(Location labeling records)

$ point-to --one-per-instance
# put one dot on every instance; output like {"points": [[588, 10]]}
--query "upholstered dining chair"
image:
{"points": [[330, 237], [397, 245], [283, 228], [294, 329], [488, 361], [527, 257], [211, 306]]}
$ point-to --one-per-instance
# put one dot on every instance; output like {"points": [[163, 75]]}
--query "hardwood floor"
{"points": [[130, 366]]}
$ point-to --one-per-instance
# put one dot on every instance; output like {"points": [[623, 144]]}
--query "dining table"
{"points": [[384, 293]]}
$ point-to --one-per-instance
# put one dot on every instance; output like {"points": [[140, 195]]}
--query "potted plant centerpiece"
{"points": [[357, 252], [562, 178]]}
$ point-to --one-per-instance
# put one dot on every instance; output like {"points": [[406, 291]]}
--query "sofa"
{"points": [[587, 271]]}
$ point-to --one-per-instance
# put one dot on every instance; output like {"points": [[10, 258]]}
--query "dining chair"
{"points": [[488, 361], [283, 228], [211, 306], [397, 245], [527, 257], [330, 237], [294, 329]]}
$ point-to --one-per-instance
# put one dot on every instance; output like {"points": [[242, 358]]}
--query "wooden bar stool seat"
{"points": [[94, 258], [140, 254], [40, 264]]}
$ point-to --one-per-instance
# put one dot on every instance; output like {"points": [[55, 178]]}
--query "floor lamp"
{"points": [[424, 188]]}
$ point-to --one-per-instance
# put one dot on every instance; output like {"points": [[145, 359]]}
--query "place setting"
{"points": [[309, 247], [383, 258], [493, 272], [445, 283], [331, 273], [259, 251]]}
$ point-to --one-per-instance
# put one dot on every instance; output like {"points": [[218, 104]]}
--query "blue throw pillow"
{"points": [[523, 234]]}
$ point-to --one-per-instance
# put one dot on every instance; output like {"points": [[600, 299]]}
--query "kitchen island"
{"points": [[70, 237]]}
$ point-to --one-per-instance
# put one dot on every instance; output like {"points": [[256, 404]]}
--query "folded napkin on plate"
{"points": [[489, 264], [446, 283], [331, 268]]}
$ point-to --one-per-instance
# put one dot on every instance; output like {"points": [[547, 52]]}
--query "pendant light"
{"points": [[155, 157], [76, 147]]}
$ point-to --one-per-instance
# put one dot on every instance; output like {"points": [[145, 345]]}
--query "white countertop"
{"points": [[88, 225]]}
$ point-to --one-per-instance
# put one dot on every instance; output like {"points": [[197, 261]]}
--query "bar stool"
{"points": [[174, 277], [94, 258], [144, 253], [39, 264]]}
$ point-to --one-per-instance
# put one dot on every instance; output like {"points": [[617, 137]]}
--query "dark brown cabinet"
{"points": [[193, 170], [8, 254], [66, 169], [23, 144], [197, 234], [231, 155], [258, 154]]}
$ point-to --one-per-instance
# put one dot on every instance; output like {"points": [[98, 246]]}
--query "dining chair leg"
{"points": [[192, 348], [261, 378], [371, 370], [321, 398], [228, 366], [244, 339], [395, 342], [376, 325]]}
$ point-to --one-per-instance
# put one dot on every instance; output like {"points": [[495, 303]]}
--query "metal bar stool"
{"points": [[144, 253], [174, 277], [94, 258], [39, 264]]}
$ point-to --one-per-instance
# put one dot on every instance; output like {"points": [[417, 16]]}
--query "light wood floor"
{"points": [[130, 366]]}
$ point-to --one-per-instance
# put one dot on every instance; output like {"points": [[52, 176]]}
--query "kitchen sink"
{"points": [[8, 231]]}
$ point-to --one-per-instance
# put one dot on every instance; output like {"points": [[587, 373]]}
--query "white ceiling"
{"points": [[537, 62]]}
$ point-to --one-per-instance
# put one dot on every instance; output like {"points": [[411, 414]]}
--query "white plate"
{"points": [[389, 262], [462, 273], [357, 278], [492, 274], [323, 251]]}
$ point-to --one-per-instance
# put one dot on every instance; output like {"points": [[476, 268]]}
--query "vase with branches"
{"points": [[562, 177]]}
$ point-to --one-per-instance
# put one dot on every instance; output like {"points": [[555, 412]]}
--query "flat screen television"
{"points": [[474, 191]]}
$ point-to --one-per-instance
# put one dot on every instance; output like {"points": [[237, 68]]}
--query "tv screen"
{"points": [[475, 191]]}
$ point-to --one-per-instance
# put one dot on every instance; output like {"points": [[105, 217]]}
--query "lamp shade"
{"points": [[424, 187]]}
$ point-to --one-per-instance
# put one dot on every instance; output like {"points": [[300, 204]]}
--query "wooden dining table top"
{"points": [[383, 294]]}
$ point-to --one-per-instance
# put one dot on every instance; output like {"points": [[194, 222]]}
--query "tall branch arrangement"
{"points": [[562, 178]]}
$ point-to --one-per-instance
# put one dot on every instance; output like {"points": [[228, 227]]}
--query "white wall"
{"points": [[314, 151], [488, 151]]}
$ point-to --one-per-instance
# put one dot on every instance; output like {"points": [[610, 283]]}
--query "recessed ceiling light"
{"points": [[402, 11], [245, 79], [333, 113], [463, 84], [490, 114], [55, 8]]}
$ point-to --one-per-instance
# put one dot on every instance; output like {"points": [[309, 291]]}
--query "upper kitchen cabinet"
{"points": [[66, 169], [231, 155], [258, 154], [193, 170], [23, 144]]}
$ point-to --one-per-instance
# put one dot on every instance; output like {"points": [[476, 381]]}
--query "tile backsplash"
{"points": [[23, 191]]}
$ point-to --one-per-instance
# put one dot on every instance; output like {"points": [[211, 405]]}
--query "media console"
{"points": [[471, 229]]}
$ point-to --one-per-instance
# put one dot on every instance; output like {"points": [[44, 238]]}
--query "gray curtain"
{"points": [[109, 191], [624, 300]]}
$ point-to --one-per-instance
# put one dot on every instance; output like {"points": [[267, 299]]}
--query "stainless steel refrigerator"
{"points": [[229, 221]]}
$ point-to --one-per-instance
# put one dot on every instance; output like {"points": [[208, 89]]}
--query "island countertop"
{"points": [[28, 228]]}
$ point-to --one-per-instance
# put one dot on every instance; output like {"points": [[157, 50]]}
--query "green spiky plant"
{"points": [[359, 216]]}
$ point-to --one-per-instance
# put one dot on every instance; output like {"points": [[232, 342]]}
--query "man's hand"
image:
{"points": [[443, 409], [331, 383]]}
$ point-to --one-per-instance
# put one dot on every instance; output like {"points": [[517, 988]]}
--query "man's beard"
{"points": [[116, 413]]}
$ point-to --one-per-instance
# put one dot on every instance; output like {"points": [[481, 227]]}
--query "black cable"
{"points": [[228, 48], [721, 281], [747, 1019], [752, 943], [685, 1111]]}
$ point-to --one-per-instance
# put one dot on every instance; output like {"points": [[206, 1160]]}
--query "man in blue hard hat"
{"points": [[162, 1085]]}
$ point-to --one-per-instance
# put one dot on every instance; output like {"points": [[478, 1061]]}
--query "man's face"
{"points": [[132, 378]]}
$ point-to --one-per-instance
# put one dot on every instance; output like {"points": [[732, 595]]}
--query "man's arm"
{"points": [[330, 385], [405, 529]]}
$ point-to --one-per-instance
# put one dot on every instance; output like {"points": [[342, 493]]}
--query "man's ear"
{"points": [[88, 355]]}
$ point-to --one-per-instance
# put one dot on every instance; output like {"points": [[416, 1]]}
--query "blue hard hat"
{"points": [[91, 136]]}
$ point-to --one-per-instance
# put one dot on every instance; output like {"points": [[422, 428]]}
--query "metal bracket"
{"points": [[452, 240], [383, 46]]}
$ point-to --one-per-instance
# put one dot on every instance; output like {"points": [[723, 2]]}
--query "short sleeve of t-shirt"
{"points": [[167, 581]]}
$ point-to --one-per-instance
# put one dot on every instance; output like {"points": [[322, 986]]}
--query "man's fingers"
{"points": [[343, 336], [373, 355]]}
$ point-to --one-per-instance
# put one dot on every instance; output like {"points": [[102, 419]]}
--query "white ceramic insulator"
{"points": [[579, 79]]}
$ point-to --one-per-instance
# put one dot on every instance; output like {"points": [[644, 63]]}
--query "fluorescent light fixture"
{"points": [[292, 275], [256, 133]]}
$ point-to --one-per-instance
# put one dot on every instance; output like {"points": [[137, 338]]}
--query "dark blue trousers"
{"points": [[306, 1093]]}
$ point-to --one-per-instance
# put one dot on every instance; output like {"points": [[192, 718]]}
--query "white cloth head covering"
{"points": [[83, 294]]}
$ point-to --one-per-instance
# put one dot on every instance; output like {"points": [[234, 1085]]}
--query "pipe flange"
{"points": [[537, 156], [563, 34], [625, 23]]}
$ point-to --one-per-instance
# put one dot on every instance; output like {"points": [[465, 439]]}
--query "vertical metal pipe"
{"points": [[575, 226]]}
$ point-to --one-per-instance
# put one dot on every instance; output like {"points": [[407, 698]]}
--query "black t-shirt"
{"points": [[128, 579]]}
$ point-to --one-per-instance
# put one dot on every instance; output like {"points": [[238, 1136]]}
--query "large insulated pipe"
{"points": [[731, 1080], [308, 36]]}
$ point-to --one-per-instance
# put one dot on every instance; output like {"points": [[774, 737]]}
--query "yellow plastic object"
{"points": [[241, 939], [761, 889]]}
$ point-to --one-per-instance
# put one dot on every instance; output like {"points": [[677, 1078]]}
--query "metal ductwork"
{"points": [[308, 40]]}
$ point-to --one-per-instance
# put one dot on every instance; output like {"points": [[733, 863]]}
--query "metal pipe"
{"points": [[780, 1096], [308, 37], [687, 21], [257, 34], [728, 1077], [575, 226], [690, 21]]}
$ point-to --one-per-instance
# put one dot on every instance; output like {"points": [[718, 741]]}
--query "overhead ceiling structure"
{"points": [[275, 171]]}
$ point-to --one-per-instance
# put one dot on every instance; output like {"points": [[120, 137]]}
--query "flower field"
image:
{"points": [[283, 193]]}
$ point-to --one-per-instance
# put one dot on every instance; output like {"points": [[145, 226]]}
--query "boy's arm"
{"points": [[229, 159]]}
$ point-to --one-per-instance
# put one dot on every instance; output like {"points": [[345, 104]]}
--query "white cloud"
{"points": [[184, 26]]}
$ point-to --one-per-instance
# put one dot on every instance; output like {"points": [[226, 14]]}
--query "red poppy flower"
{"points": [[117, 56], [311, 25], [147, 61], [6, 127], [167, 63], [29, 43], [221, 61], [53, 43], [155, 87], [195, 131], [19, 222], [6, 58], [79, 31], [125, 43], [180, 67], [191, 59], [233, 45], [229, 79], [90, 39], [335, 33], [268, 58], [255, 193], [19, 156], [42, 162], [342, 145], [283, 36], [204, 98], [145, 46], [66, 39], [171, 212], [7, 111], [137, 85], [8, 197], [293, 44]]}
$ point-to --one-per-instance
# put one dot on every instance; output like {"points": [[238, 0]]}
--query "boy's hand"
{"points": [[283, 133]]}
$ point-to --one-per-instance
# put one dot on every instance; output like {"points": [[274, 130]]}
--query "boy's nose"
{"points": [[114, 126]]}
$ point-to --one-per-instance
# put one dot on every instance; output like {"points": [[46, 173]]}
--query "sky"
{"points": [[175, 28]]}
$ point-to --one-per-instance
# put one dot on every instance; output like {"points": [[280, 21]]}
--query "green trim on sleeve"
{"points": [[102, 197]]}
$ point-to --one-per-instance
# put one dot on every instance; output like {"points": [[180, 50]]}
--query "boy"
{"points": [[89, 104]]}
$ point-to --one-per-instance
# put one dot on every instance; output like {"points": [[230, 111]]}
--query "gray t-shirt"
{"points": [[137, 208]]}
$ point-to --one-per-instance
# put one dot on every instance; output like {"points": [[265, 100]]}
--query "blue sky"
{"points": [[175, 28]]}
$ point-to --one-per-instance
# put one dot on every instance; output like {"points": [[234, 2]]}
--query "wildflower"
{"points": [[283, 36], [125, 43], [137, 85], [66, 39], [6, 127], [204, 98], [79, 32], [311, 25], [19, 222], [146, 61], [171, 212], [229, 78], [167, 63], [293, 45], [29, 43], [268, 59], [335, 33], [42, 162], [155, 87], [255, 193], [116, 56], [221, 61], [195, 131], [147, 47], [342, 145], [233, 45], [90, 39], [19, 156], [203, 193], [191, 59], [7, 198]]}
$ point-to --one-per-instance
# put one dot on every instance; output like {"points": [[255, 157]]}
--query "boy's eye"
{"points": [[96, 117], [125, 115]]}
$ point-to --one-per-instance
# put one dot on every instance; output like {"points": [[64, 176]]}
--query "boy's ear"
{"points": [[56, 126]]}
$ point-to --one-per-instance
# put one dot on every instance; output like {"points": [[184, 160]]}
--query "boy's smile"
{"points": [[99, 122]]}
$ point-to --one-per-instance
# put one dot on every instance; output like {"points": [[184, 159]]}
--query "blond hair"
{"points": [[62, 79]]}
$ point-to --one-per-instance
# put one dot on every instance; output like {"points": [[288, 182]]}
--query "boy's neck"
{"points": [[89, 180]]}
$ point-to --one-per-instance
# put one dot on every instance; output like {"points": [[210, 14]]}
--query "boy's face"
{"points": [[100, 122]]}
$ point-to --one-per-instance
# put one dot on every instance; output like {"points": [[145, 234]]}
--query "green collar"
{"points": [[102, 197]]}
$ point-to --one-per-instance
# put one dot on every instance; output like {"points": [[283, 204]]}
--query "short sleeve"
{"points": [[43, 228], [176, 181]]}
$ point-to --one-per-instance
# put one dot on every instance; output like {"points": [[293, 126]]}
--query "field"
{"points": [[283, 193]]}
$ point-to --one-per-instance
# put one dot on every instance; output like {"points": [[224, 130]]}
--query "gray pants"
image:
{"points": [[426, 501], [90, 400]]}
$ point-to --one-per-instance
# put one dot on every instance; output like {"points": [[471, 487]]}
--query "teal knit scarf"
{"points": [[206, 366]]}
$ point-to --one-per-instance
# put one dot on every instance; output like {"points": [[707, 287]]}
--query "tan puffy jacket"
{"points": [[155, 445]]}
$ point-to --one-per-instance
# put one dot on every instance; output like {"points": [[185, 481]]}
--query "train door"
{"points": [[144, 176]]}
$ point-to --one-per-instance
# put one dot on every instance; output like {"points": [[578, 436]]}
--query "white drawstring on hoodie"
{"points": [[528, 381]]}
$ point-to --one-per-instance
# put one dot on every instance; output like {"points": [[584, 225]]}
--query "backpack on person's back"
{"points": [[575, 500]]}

• Task description
Pull out every line of the material above that contains the word "table", and copy each one in full.

• Result
--query "dining table"
--query "wooden dining table top"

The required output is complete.